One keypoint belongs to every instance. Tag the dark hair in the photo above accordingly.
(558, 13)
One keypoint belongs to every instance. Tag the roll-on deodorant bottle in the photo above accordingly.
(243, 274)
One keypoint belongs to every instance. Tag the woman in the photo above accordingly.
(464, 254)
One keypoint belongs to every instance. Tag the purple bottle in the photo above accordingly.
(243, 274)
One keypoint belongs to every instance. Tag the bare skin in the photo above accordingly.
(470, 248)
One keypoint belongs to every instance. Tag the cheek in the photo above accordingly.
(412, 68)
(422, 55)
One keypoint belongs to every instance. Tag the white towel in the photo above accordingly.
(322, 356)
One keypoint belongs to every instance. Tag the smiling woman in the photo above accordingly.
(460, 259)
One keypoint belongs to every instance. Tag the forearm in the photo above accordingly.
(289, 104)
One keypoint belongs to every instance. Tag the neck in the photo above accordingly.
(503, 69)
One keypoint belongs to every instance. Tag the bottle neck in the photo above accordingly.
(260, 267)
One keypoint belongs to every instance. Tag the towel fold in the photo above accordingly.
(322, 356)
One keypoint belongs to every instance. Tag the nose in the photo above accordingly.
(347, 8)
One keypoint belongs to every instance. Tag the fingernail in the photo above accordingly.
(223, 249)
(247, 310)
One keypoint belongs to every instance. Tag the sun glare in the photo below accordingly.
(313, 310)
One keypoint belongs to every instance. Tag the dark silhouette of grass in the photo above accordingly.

◆ Exercise goal: Arrange the data from the line containing "One keypoint belongs to every instance. Tag the towel" through the last line as a Markdown table with columns Row and Line, numbering each row and skipping blank lines.

◆ The solution:
| Row | Line |
|---|---|
| 1 | One keypoint belongs to every instance. Tag the towel fold in the photo above accordingly. |
| 2 | (322, 356) |
| 3 | One keypoint belongs to every instance. Tag the nose in the photo above accordingly. |
| 4 | (347, 8) |
| 5 | One keypoint belongs to every instance. Tag the fingernail in the photo above accordingly. |
| 6 | (223, 249) |
| 7 | (247, 310) |
| 8 | One keypoint belongs to every instance. Tag the sun glare in the photo below accordingly. |
| 9 | (313, 310) |
| 10 | One keypoint belongs to every instance. Tag the dark silhouette of grass in the photo above accordingly. |